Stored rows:
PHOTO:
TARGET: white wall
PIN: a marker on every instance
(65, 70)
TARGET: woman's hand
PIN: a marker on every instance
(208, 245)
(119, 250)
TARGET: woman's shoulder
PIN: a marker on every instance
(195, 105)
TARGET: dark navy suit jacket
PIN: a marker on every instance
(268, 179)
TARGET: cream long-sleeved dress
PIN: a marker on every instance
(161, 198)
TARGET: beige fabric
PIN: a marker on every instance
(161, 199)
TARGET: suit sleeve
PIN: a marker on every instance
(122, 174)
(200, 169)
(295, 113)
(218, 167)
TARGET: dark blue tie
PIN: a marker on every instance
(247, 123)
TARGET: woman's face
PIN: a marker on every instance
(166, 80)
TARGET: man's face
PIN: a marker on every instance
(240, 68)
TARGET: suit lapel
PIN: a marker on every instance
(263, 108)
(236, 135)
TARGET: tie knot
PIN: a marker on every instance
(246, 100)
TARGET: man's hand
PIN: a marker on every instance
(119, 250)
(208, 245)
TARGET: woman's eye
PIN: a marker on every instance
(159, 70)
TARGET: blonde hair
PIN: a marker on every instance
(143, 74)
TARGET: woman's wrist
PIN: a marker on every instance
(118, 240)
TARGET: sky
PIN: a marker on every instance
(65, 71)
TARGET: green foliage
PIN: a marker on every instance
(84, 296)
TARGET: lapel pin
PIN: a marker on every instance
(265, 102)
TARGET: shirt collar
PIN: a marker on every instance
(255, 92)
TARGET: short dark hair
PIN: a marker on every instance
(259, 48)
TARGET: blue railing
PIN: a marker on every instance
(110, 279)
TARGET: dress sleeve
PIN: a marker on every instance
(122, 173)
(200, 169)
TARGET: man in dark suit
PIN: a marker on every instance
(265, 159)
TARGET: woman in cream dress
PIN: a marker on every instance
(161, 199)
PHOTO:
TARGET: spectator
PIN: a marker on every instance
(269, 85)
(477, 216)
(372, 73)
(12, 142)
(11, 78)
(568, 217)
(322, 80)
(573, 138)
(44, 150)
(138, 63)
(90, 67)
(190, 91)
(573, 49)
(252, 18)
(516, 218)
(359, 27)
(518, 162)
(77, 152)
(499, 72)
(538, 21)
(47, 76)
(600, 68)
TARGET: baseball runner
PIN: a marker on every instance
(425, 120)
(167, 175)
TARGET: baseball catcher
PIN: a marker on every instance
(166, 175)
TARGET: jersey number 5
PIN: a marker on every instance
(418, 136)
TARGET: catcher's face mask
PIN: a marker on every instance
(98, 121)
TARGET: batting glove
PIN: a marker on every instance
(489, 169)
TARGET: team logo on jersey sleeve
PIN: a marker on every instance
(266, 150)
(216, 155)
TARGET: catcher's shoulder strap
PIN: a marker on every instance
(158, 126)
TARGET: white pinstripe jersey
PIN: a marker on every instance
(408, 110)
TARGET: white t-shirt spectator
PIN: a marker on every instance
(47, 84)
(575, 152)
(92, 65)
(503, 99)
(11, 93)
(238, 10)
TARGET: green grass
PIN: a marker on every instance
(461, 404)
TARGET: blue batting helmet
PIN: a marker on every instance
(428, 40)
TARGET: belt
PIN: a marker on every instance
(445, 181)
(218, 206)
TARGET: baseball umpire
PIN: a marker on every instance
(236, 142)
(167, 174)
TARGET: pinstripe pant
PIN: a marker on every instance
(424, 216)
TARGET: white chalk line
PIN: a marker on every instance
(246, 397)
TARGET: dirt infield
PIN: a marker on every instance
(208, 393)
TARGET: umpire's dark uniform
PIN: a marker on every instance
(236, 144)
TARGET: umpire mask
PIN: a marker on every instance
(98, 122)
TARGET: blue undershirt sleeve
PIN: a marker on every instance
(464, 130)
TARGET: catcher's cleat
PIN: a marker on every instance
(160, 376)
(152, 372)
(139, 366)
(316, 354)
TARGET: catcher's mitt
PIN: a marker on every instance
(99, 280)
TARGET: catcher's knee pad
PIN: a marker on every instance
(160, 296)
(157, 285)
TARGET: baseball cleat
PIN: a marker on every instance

The request:
Turn all the rows above into a numbered list, leaving out any blank lines.

Answer for the task:
1. PHOTO:
2. TARGET: white wall
3. PIN: a marker on every instance
4. (65, 70)
5. TARGET: woman's hand
6. PIN: a marker on every instance
7. (208, 245)
8. (119, 250)
9. TARGET: woman's shoulder
10. PIN: a marker on every instance
11. (195, 105)
12. TARGET: dark navy suit jacket
13. PIN: a marker on every instance
14. (268, 179)
15. TARGET: cream long-sleeved dress
16. PIN: a marker on every instance
17. (161, 198)
18. TARGET: beige fabric
19. PIN: a marker on every instance
20. (161, 199)
21. TARGET: suit sleeve
22. PIN: a marker on every instance
23. (122, 174)
24. (200, 169)
25. (295, 113)
26. (218, 167)
27. TARGET: dark blue tie
28. PIN: a marker on every instance
29. (247, 123)
30. TARGET: woman's face
31. PIN: a marker on every instance
32. (166, 80)
33. TARGET: man's face
34. PIN: a marker on every instance
35. (240, 68)
36. TARGET: suit lapel
37. PIN: a marker on every instance
38. (263, 108)
39. (236, 135)
40. TARGET: tie knot
41. PIN: a marker on every instance
42. (246, 100)
43. TARGET: man's hand
44. PIN: a marker on every instance
45. (119, 250)
46. (208, 245)
47. TARGET: woman's eye
48. PIN: a marker on every instance
49. (159, 70)
50. TARGET: blonde hair
51. PIN: a marker on every instance
52. (143, 74)
53. TARGET: woman's wrist
54. PIN: a marker on every instance
55. (118, 240)
56. TARGET: sky
57. PIN: a marker on every instance
58. (65, 71)
59. TARGET: green foliage
60. PIN: a marker on every instance
61. (84, 296)
62. TARGET: lapel pin
63. PIN: a marker on every instance
64. (265, 102)
65. TARGET: shirt collar
66. PIN: a marker on every instance
67. (255, 92)
68. TARGET: short dark hair
69. PIN: a marker on every instance
70. (259, 48)
71. TARGET: blue railing
72. PIN: a marker on every instance
73. (110, 279)
74. TARGET: dress sleeve
75. PIN: a marker on every instance
76. (122, 173)
77. (200, 169)
78. TARGET: man in dark suit
79. PIN: a marker on every instance
80. (265, 159)
81. TARGET: woman in cream dress
82. PIN: a marker on every instance
83. (161, 199)
84. PHOTO:
85. TARGET: spectator
86. PIN: a marker on every instance
87. (269, 85)
88. (477, 216)
89. (372, 73)
90. (12, 142)
91. (11, 78)
92. (568, 217)
93. (322, 80)
94. (573, 138)
95. (44, 150)
96. (138, 63)
97. (90, 67)
98. (190, 91)
99. (573, 49)
100. (252, 18)
101. (516, 218)
102. (359, 27)
103. (518, 162)
104. (77, 152)
105. (499, 72)
106. (538, 21)
107. (47, 76)
108. (600, 68)
109. TARGET: baseball runner
110. PIN: a marker on every instance
111. (425, 120)
112. (167, 175)
113. TARGET: baseball catcher
114. PIN: a marker on every instance
115. (166, 175)
116. TARGET: jersey number 5
117. PIN: a marker on every instance
118. (418, 136)
119. TARGET: catcher's face mask
120. PIN: a marker on every instance
121. (98, 121)
122. TARGET: batting glove
123. PIN: a marker on every instance
124. (489, 169)
125. TARGET: team logo on jersey sleeve
126. PIN: a marker on every instance
127. (266, 150)
128. (216, 155)
129. TARGET: catcher's shoulder strap
130. PIN: a marker on every instance
131. (158, 126)
132. TARGET: white pinstripe jersey
133. PIN: a marker on every instance
134. (408, 110)
135. TARGET: white t-shirt spectator
136. PIN: a marker on every instance
137. (47, 84)
138. (575, 152)
139. (92, 65)
140. (503, 99)
141. (11, 93)
142. (238, 10)
143. TARGET: green grass
144. PIN: a marker on every instance
145. (461, 404)
146. TARGET: blue batting helmet
147. PIN: a marker on every instance
148. (428, 40)
149. TARGET: belt
150. PIN: a marker on every instance
151. (445, 181)
152. (218, 206)
153. TARGET: baseball umpire
154. PIN: a marker on every instance
155. (236, 142)
156. (167, 174)
157. TARGET: pinstripe pant
158. PIN: a marker on every instance
159. (424, 216)
160. TARGET: white chalk line
161. PIN: a marker on every instance
162. (246, 397)
163. TARGET: dirt infield
164. PIN: a marker on every instance
165. (208, 393)
166. TARGET: umpire's dark uniform
167. PIN: a marker on every instance
168. (236, 144)
169. TARGET: umpire mask
170. PIN: a marker on every instance
171. (98, 122)
172. TARGET: blue undershirt sleeve
173. PIN: a marker on every instance
174. (464, 130)
175. TARGET: catcher's cleat
176. PIN: a marker on every instance
177. (160, 376)
178. (152, 372)
179. (139, 366)
180. (316, 354)
181. TARGET: catcher's mitt
182. PIN: a marker on every instance
183. (99, 280)
184. TARGET: catcher's knee pad
185. PIN: a marker on every instance
186. (160, 296)
187. (157, 285)
188. TARGET: baseball cleat
189. PIN: a marker on every instance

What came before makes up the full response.